• [SELECTION]:
SO far looking at 5 kg boxes of the following:
Amarillo
Spalt
Styrian Goldings

and 2kg of US Hallertae.

17kg of hops - man will i have some processing to do...
price will be 30.00 per kg plus freight to your house....

hope this is still ok with everyone who has ordered.

will hopefully finalise tomorrow.


----------



## jgriffin (31/1/05)

How do styrian golding compare to UK or US?


----------



## berto (31/1/05)

Is it too late to order anything other than the goldings or hallertau?


----------



## wee stu (31/1/05)

jgriffin said:


> How do styrian golding compare to UK or US?


 They are actually derived from English Fuggles - traditionally grown in Slovenia, though also grown in the US. Often found in Belgian ales. Arguably better aroma characteristics than the fuggle.


----------



## Batz (31/1/05)

Would be interested in some Styrian , but only 300gm
Just the thing for my Alts

PM me GMK if your interested

Batz h34r:


----------



## GMK (31/1/05)

ok batz - u are down for 300...of styrian goldings direct from Slovenia.

Berto - order still open for styrian, hallertae, Saaz plugs and a little spalt.

PM if u r still interested.


----------



## pint of lager (31/1/05)

Any chance just sticking with 500gms hallertau, rather than a whole kg?


----------



## GMK (31/1/05)

Ok

Order is now closed...

will be ordering 
5kg of Amarillo, Styrian and Spalt.
3kg of US Hallertae

Saaz plugs come in 2kg packets - i have orders for 1kg or 3kg as Pedro wants 2kg...

So not sure what is happening with Hallertae.

BUT no more orders for Spalt, Styrian or Amarillo.

Ken...


----------



## Bionic (1/2/05)

DOnt know if you got my PM. IS all the orders now closed or is the orders for 5kg of Amarillo, Styrian and Spalt. 3kg of US Hallertae open?


----------



## GMK (1/2/05)

Hop Order

OK - had some confusion over the hop order...

Orders closed for Amarillo , Spalt, Styrian Goldings.

Hallertaue is only available in 5kg box - only have orders for 3kg - need more.
Saaz Pellets - 5kg box, plugs are in 2kg packet - orders for 1-3kg.
Tettnang german 5kg box Us Tet any 1kg amounts.

Therefore - still need a few more orders for Hall - and i can do us Tet easily or for german approx 3.5kg short.

Or i can just order the Amarillo, spalt, styrian and we can organise a bulk order for the rest at a later date.

what is the consensus.


----------



## Bionic (1/2/05)

Allrighty... Ill go for 1kg of SAAZ plugs for sure.. And 1kg of Hal depending on the cost of the HAL


----------



## berto (1/2/05)

GMK did you get my PM?
Ill go for 1/2kg of saaz and 1/2 kg of the hallertau.


----------



## wee stu (1/2/05)

Having fun, Kenny??
Sorting this lot out will be more entertaining than getting the Xmas case boxes right  
At least my spalt and styrians are coming.


----------



## GMK (2/2/05)

• [DATA EXTRACT]:

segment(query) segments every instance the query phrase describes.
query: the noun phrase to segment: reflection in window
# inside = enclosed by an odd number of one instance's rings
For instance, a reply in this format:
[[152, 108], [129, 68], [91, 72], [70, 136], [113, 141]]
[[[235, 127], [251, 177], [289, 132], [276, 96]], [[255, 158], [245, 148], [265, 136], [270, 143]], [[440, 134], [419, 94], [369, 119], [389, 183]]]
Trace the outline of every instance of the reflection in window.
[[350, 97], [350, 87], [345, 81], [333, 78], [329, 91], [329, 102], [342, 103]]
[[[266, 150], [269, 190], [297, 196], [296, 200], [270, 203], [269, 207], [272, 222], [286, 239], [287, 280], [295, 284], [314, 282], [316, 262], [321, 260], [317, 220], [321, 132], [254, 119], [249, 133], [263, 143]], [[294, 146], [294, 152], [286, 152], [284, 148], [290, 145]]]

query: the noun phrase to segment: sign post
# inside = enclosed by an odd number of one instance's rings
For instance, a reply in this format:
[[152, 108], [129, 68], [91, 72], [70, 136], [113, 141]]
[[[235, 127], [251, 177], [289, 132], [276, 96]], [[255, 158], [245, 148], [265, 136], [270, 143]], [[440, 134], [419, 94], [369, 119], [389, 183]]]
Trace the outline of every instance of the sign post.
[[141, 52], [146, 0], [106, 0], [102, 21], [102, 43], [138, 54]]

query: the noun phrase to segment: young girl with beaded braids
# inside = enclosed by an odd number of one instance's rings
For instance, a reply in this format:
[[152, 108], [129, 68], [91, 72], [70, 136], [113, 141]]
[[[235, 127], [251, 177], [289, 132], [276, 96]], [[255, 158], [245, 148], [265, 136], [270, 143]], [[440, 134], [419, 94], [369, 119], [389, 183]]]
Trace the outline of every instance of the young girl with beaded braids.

• [AIM OF THE TASK]: Write the next part of the forum thread about the group hop order, starting right after its final line.

• [EXPECTED ANSWER]:
OK just got off the phone from placing the order.

i am Ordering the following Hop Pellets : 
Amarillo 2004 Stock - 5 kgs
Spalt 2002 - genuine from Slavenia - 5kgs
Styrian Goldings 2002 - 5kg
Hallertae Traditional 2002 - 5kg.

Total order 20 kg. No Saaz Pellets at teh moment and no Tettnang.

Price will be an even 30.00 per kg plus freight to your place.

Will be in touch when the order arrives.

If any one one wants to pull out - do so now.

I will be one busy boy soon....


----------



## Batz (2/2/05)

We will all wait till you have the hops delivered at your place before we pull out GMK :lol: :lol: :lol: 

Batz


----------



## GMK (3/2/05)

money for 20kg of Hops been transfered - order will be processed by tomorrow and on its way.....

I will be very busy next week sorting it all out....

But my house will smell nice....


----------



## GMK (7/2/05)

OK - Got home tonight to a 20kg box of hops...

The hops are in !!!!

This has to be one of the biggest AHB Bulk orders - i now need to sort it all out...


----------



## JasonY (7/2/05)

Could you smell the box from a block away  carefull you don't inhale too much!


----------



## Guest Lurker (7/2/05)

Ken

A word of advice. Lock the kids away, and don't let any mates come round and make you drink. You know you don't have a good track record on multi-tasking, and I don't want to get stiffed on my order!


----------



## GMK (8/2/05)

Thanks very much GL....

I guess i just cant multi-task like the girls - i end up multi-juggling ....

Until they all come crashing down....
Ok...

Here are my Bank Details:
BSB: 803-205
Account:20672480
Name: K Jermey
Ref: "insert your Name" Hops
Amount: 30.00 per kg plus freight - 6.50 for under 450gms, 10.00 for over 500gms upto 3kg, Fellow Adelaideons - no freight.

I will label them and put them in freezer bags and express post overnight.....


----------



## Bionic (8/2/05)

Ill transfer the moneys accross when I get home from work for 1kg of Hal


----------



## berto (8/2/05)

Did i end up with any hops here or not? 
Just wanna make sure i pay if there is, or start buying up elsewhere


----------



## Bionic (8/2/05)

GMK Check your PM


----------



## waggabrewers (8/2/05)

Hi john

put me down for 1kg of Pacific halletau (flowers) 1 kg of Nz cascade (Flowers) ( if sandy has any divided boxes if not break his legs) If you cant get NZ cascade get 1 kg of cheq Saaz plugs.

Will these be at hopco prices or do you take a cut. 

Peter Bichsel 0400 431172


----------



## GMK (8/2/05)

berto said:


> Did i end up with any hops here or not?
> Just wanna make sure i pay if there is, or start buying up elsewhere


 Berto

Have u down for 500 of Hallertae.

Ken...


----------



## berto (9/2/05)

Cheers, 
I'll fire off a pm now with address etc and im transferring the money now.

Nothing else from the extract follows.